● **TAREFAS**
(1) Na notícia sobre a medida provisória, em que horário Bolsonaro anunciou a revogação do artigo 18?
(2) Prossiga a notícia sobre a medida provisória a partir da última frase apresentada.

● **TRECHO DO TEXTO**
%%

Antes mesmo do recuo do presidente Jair Bolsonaro, sindicatos e entidades ligadas à Justiça do Trabalho reagiram com preocupação ante a medida provisória (MP) do governo federal que permitia a suspensão do contrato profissional por quatro meses, sem necessidade de remuneração ao empregado.
Diante da repercussão negativa, Bolsonaro anunciou nas redes sociais às 13h50min desta segunda-feira (23) que havia determinado a revogação do artigo 18 da MP, o qual permitia dispensa dos empregados sem pagamento de salário por até quatro meses.
O restante do texto segue em vigor, mas as outras medidas são menos impactantes. A iniciativa é uma reação do governo federal à pandemia de coronavírus, que têm levado a declarações de quarenta no Brasil e paralisação de diversos setores da economia. Pela intenção inicial do Palácio do Planalto, a suspensão de contratos sem garantia de remuneração poderia ser aplicada a partir de acordos individuais entre o empregador e os empregados. Havia previsão de que as empresas ofertassem curso de qualificação online. Uma ajuda de custo poderia ser definida entre as partes, mas não era obrigatória. A MP caminhava na contramão de ações tomadas em países como Estados Unidos, Inglaterra e França, que optaram por programas de proteção da renda da população.

%%

● **DADOS DE ORIGEM**
%%

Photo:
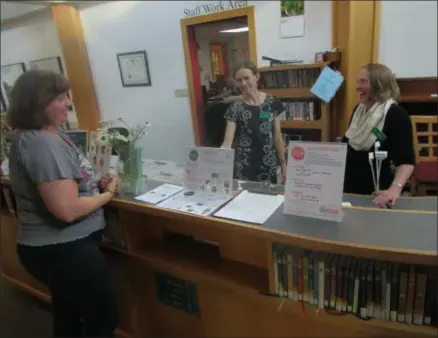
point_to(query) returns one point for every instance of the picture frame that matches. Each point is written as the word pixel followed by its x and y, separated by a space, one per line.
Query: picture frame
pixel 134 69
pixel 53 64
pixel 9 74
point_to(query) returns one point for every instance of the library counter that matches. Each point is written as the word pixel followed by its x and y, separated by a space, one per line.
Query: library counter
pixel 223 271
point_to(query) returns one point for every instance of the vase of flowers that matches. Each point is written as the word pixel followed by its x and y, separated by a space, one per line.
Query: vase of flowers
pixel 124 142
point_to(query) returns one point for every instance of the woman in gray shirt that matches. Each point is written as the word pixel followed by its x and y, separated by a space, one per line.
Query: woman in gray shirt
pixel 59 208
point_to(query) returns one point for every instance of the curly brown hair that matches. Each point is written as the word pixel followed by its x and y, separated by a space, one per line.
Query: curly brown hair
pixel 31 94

%%
%%

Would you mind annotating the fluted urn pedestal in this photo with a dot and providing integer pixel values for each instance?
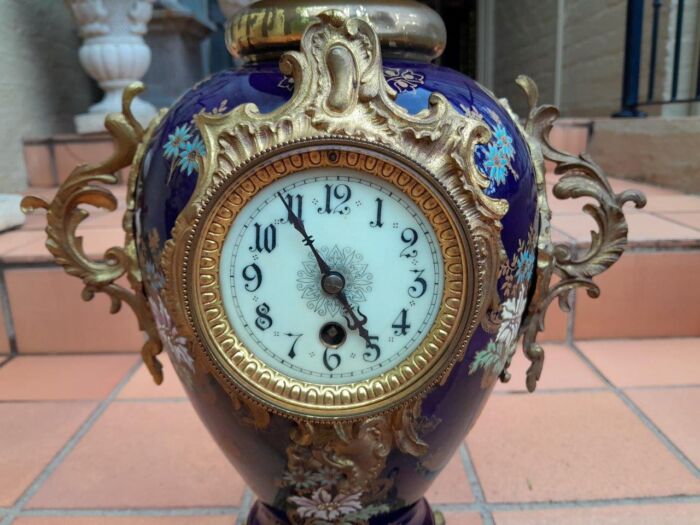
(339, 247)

%%

● **PROBLEMAS RESOLVIDOS**
(1) Às 13h50min da segunda-feira (23), nas redes sociais.

(2)
A Associação Nacional dos Magistrados da Justiça do Trabalho (Anamatra) divulgou nota em que considera a MP "desastrosa" aos trabalhadores e suas famílias, além de "atingir a sobrevivência de micro, pequenas e médias empresas".
"Na contramão de medidas protetivas do emprego e da renda que vêm sendo adotadas pelos principais países atingidos pela pandemia — alguns deles situados no centro do capitalismo global, como França, Itália, Reino Unido e Estados Unidos —, a MP 927, de forma inoportuna e desastrosa, simplesmente destrói o pouco que resta dos alicerces históricos das relações individuais e coletivas de trabalho, impactando direta e profundamente na subsistência dos trabalhadores, das trabalhadoras e de suas famílias", diz trecho do comunicado da Anamatra.
Para a entidade, a medida do governo federal "lança os trabalhadores à própria sorte" e "pede o sacrifício individual das pessoas".
Mesmo com o recuo de Bolsonaro, centrais sindicais terão reuniões na tarde desta segunda-feira (23) para discutir estratégias que possam barrar políticas desse tipo. Uma das ações já definidas é pressionar o presidente da Câmara, Rodrigo Maia (DEM-RJ), e o presidente em exercício do Senado, Antonio Anastasia (PSDB-MG).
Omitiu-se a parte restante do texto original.